(MATERIAL PROVIDED begins)
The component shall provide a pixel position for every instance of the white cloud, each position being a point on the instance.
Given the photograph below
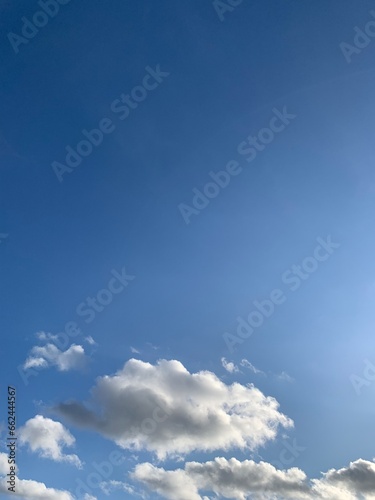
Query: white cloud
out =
(240, 480)
(50, 355)
(250, 366)
(31, 490)
(165, 409)
(109, 486)
(229, 366)
(285, 376)
(48, 437)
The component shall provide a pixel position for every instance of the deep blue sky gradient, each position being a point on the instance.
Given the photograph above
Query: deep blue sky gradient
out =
(119, 207)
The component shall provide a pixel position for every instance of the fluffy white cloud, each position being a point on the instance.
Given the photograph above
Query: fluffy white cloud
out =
(108, 487)
(260, 481)
(48, 437)
(31, 490)
(229, 366)
(50, 355)
(165, 409)
(245, 363)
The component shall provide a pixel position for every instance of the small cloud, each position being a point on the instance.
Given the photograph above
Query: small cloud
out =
(49, 355)
(285, 376)
(48, 437)
(229, 366)
(246, 364)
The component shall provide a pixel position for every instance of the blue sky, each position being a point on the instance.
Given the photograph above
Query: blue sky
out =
(220, 76)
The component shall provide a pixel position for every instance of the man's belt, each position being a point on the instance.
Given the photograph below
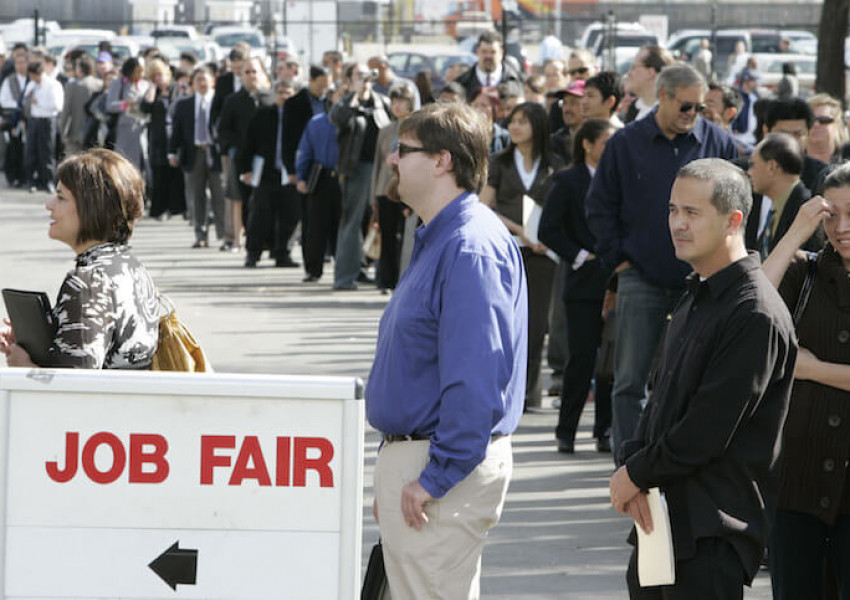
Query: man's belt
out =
(413, 437)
(MATERIAL PROVIDED ends)
### YOUR TASK
Nothing but the lines from the one containing "of the deep" through the end of the entries is to be retyped, exactly as written and without pictures.

### COMPLETED EXERCISE
The component shall provide a pixel position for every instance of the deep blue sky gradient, each position being a point on the instance.
Given the photograph above
Query: deep blue sky gradient
out =
(119, 207)
The component shall provide a pixel position for every instance of the fluffy white cloud, each position being a point on the instance.
Given the photograph above
Query: fluffy white cloud
out =
(108, 487)
(260, 481)
(48, 437)
(31, 490)
(229, 366)
(50, 355)
(165, 409)
(245, 363)
The component shall provide a pixel position for every instance of the small cloud, each position being a point on the instance.
Given the photograph above
Query: small cloud
out =
(49, 355)
(285, 376)
(48, 437)
(229, 366)
(246, 364)
The component shall provide a pixel position for every instance of the blue sky, each position being a point on the instance.
Given the photograph above
Query: blue sky
out =
(220, 76)
The component shall provide a pixel position for every instance of the man's belt, each position being a point on the instance.
Given the photograph below
Query: man's belt
out =
(413, 437)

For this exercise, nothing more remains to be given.